** Prompt **
In the article on global internet outages, which additional services run by Facebook's parent company are named as being down along with Facebook itself?

** Reading passage **
* * *

Global internet outages explained

Is the internet down? What do global internet outages reveal about how the internet works and its core vulnerabilities? Craig Barber CITP MCIIS MBCS explains.

“When it comes to automation, human error can still creep in, as, after all, the tools are developed by humans!”

“When it comes to the internet, a road junction is equivalent to a router, connecting lots of different networks together.”

It’s comforting to imagine that the internet is robust and resilient. And, to a degree, it most certainly is. But, during recent years, we’ve seen several high profile global internet outages. They have all been huge inconveniences for users but, searching for the positives, they are all valuable learning opportunities too.

Ten years ago, a Facebook outage might have been little more than a minor inconvenience - the media might not have even picked it up. Yet in October, news of the site going down was everywhere and the fallout was far wider than initially expected.

Not only was Facebook itself interrupted but additional services run by the parent company, including WhatsApp, Instagram and Workplace were also down. Furthermore, the service known as Login with Facebook became unavailable, resulting in many unrelated websites suffering issues when it came to their users attempting to log in. The incident lasted almost six hours, making it the longest stretch of downtime for the company since 2008.

* * *

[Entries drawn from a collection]

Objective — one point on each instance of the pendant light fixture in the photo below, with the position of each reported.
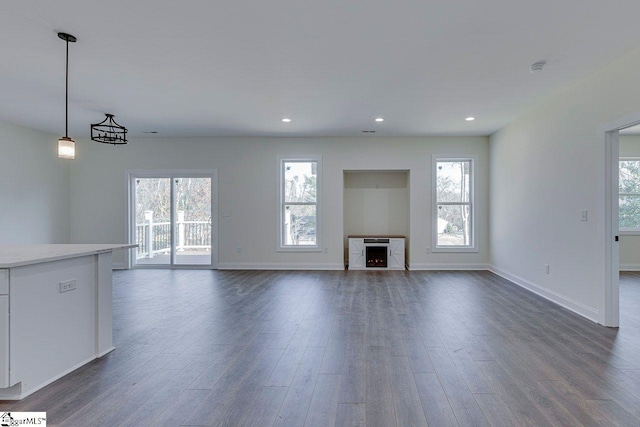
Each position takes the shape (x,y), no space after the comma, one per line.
(109,131)
(66,145)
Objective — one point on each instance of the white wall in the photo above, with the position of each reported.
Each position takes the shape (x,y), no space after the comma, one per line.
(629,243)
(544,172)
(376,203)
(34,188)
(247,170)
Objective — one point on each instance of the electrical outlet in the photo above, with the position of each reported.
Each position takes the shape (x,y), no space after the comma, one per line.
(67,286)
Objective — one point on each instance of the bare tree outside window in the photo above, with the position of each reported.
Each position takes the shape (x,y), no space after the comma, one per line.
(454,203)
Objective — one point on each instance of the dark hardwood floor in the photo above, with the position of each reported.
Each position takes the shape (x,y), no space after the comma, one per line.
(349,348)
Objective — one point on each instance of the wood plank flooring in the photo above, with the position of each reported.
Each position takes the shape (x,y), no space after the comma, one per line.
(356,348)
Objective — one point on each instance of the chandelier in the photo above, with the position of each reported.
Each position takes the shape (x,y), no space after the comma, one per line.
(109,131)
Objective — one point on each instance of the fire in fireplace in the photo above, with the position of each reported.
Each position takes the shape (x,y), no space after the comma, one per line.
(376,256)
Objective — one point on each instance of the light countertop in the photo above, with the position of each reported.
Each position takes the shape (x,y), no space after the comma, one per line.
(20,255)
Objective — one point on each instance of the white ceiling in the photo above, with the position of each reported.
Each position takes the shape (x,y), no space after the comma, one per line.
(237,67)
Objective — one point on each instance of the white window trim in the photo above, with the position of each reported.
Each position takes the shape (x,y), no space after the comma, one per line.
(626,231)
(434,204)
(280,170)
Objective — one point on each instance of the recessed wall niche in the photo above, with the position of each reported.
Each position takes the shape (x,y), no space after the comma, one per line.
(376,202)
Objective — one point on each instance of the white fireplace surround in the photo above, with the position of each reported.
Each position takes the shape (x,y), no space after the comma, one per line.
(393,247)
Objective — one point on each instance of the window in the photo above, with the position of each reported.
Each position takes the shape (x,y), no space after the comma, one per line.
(299,208)
(171,218)
(629,195)
(453,200)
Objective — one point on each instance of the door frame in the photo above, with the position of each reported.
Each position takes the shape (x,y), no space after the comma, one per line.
(172,174)
(608,230)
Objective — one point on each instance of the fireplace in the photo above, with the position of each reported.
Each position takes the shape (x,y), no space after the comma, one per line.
(377,256)
(376,251)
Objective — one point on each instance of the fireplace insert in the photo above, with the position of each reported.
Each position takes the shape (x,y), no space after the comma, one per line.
(376,256)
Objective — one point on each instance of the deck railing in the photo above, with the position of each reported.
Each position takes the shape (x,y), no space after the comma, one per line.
(155,237)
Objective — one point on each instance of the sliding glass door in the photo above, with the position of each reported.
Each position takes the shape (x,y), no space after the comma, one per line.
(172,218)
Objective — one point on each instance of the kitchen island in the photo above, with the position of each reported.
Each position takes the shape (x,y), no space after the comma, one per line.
(55,312)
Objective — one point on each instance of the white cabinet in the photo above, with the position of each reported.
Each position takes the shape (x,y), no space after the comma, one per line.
(375,252)
(356,254)
(396,254)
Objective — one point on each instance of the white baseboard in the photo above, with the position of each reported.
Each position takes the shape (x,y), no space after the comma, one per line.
(629,267)
(418,267)
(276,266)
(575,306)
(119,265)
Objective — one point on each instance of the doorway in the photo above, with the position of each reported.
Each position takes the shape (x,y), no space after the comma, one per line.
(171,219)
(609,307)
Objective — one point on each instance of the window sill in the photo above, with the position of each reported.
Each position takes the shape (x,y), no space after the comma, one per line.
(299,249)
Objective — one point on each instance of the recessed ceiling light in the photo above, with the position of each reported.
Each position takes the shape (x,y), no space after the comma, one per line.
(536,67)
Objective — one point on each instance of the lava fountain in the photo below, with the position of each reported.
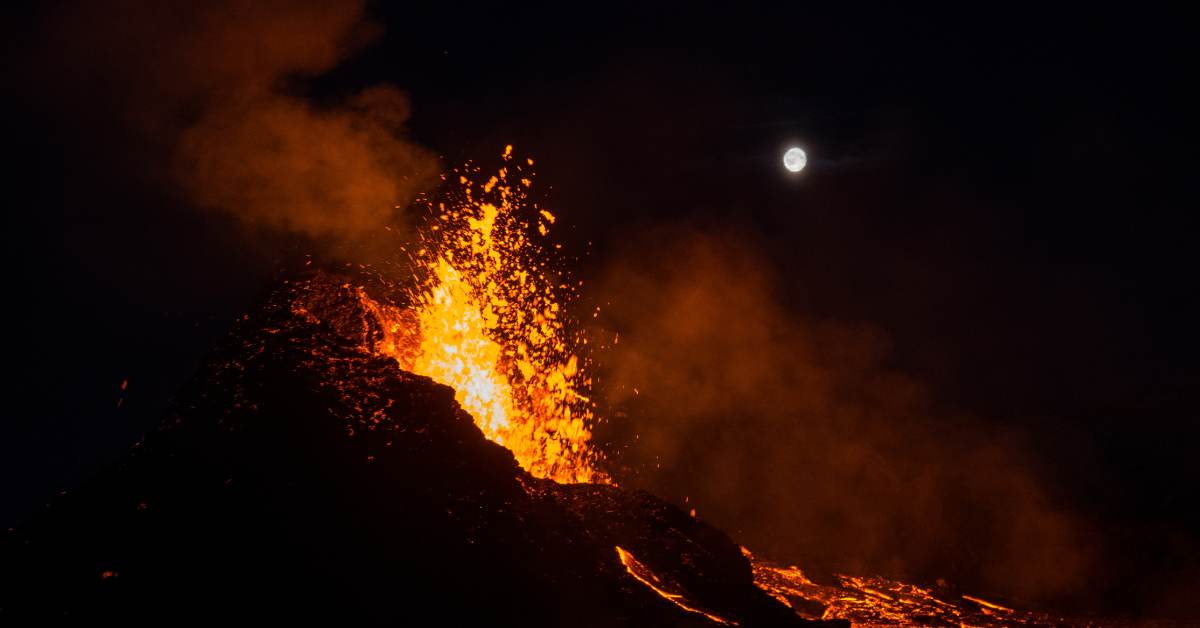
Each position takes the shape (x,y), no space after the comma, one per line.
(489,320)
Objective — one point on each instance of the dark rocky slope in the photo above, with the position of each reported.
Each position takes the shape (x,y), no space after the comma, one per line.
(300,478)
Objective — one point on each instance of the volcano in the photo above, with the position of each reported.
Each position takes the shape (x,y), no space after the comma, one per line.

* * *

** Answer to the problem **
WhatsApp, Instagram and Workplace